#### [WORK TO DO]
(a) In the news report, what kind of work did the woman accusing the MP do?
(b) Summarize the news report in two sentences.
(c) Write out the part of the news report that opens with the words "The alleged victim" and closes with "Party,’ she said.".

#### [TEXT EXTRACT]
The alleged victim of a Tory MP arrested on suspicion of rape has called for his identity to be made public when Parliament returns next week
But the Conservative Party has refused to suspend the MP whose identity has not been made public and who is currently on bail while police investigate.
A friend of the woman last night told the Daily Mail that she wants him to be named in Parliament so that vulnerable constituents are aware of the allegations against him.
‘She is only going down this route because of the lack of action by the Conservative Party,’ she said.
‘He should not under any circumstances be allowed to meet constituents and in any other workplace he would be suspended. He’s been arrested for a serious violent offence.
The Conservative Party has refused to suspend the MP whose identity has not been made public and who is currently on bail while police investigate
‘It’s important he’s named so every constituent can take relevant precautions, it’s a public safety issue. Currently he’s allowed to visit schools in his constituency, go to youth clubs, meet vulnerable adults, and assist women with rape cases and domestic abuse referrals.’
Allies of the MP have claimed that he cannot be identified because this would risk his accuser’s identity becoming known, but the woman, who worked as a researcher for a different MP, has said this is not true.
MPs and peers have used parliamentary privilege to identify high-profile individuals facing allegations of misconduct.
In 2018 Topshop boss Sir Philip Green was named as the ‘leading businessman’ who obtained a privacy injunction to prevent the Press from publishing allegations of bullying and sexual harassment.

#### [GIVEN ENTRIES]
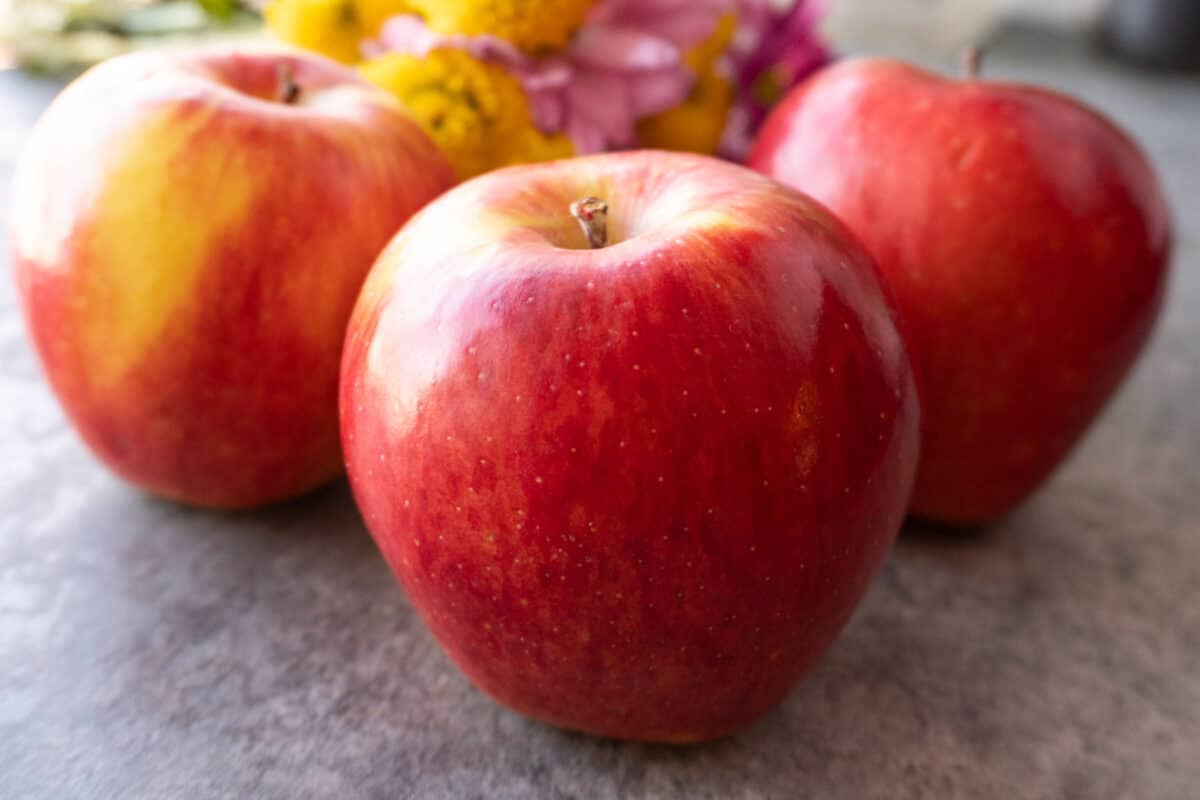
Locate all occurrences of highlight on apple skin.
[750,59,1171,524]
[10,49,454,507]
[341,151,918,742]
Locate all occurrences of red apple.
[341,151,918,741]
[750,60,1170,523]
[11,49,452,507]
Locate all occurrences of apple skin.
[341,151,919,742]
[749,60,1171,524]
[10,49,454,509]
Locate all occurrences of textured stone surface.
[0,28,1200,800]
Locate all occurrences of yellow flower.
[637,14,737,154]
[263,0,412,64]
[637,71,733,154]
[360,49,572,180]
[409,0,594,53]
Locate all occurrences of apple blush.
[750,58,1171,524]
[10,48,454,509]
[341,151,918,742]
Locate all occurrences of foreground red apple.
[11,50,452,507]
[342,152,918,741]
[750,61,1170,523]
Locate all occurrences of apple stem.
[962,44,983,80]
[571,197,608,249]
[278,64,300,106]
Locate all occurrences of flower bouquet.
[265,0,829,179]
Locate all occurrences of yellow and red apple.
[11,49,452,507]
[341,151,918,741]
[750,60,1171,523]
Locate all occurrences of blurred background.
[0,0,1200,72]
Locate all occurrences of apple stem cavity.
[278,64,300,106]
[962,44,983,80]
[571,197,608,249]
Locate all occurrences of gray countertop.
[0,26,1200,800]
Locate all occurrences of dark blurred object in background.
[1108,0,1200,70]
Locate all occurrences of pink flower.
[362,0,829,158]
[721,0,832,161]
[364,0,736,154]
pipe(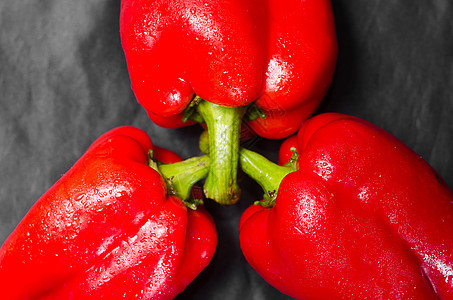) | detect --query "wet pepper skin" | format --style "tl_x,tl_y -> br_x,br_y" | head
0,127 -> 216,300
120,0 -> 337,138
240,114 -> 453,299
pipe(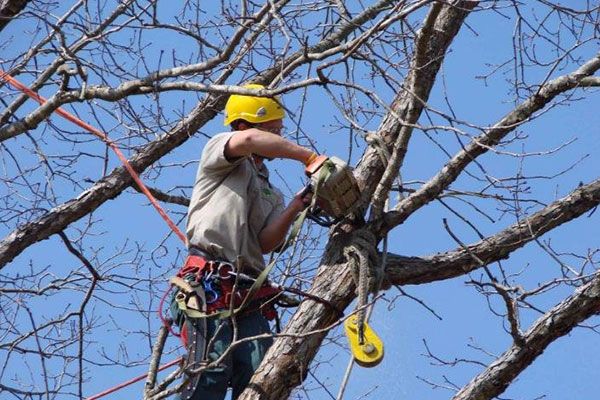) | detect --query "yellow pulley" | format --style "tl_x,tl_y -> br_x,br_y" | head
344,315 -> 383,368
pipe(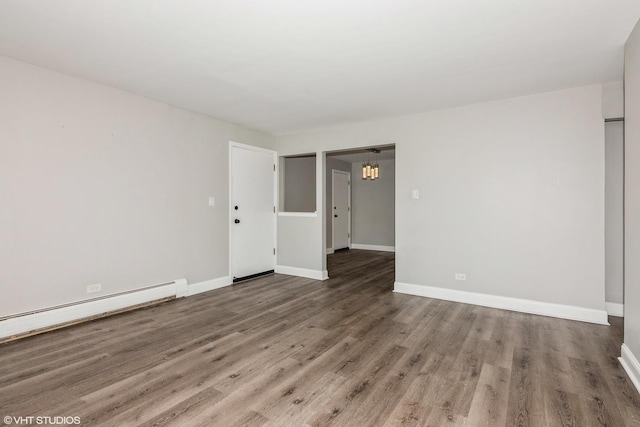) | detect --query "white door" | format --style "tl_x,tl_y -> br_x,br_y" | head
229,143 -> 276,281
331,170 -> 351,250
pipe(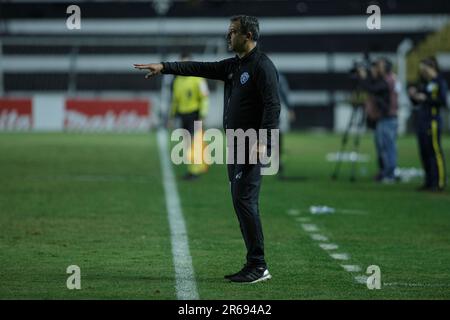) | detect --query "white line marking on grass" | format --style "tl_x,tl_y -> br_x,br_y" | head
302,223 -> 319,232
383,282 -> 450,288
338,209 -> 369,216
319,243 -> 339,250
355,276 -> 368,285
295,217 -> 311,222
341,264 -> 361,272
287,209 -> 300,216
330,253 -> 350,260
311,233 -> 328,241
158,129 -> 199,300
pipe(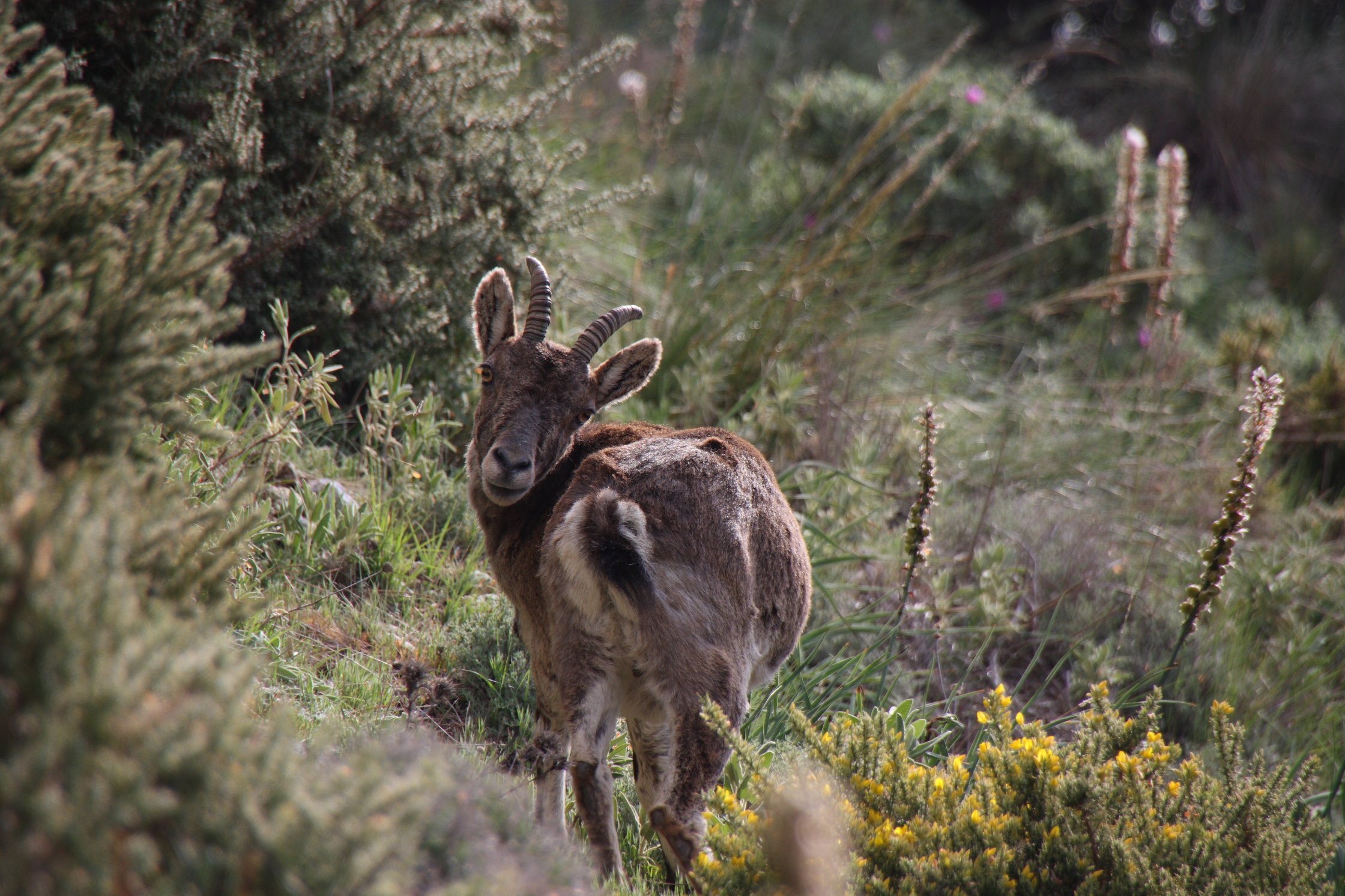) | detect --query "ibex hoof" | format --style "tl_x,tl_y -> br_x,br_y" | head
650,806 -> 700,872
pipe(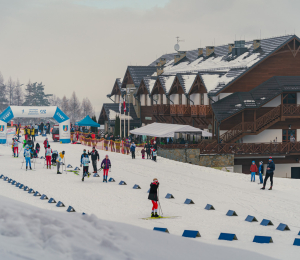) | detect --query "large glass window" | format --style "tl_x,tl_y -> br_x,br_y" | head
283,93 -> 297,104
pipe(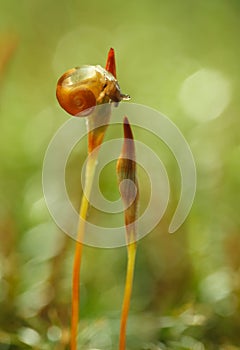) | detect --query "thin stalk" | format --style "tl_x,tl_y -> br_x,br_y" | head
71,151 -> 98,350
119,242 -> 137,350
117,117 -> 139,350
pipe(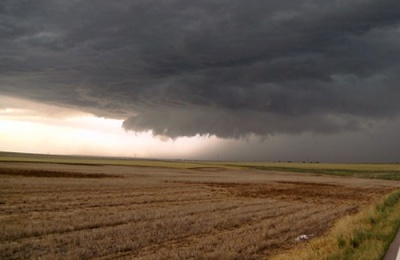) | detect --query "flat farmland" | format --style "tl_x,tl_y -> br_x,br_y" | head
0,162 -> 400,259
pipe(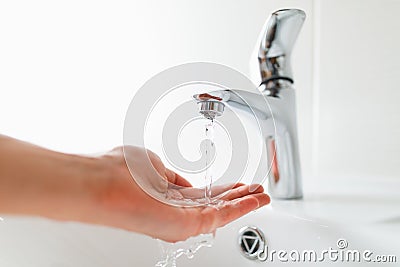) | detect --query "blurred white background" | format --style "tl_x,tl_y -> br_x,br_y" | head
0,0 -> 400,182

#### [ANSWERS IN ORDER]
(a) She worked as a researcher for a different MP.

(b) The alleged victim of a Tory MP arrested on suspicion of rape wants him named in Parliament, and a friend says this is so vulnerable constituents are aware of the allegations. The Conservative Party has refused to suspend the MP, who has not been publicly identified and is on bail while police investigate.

(c)
The alleged victim of a Tory MP arrested on suspicion of rape has called for his identity to be made public when Parliament returns next week
But the Conservative Party has refused to suspend the MP whose identity has not been made public and who is currently on bail while police investigate.
A friend of the woman last night told the Daily Mail that she wants him to be named in Parliament so that vulnerable constituents are aware of the allegations against him.
‘She is only going down this route because of the lack of action by the Conservative Party,’ she said.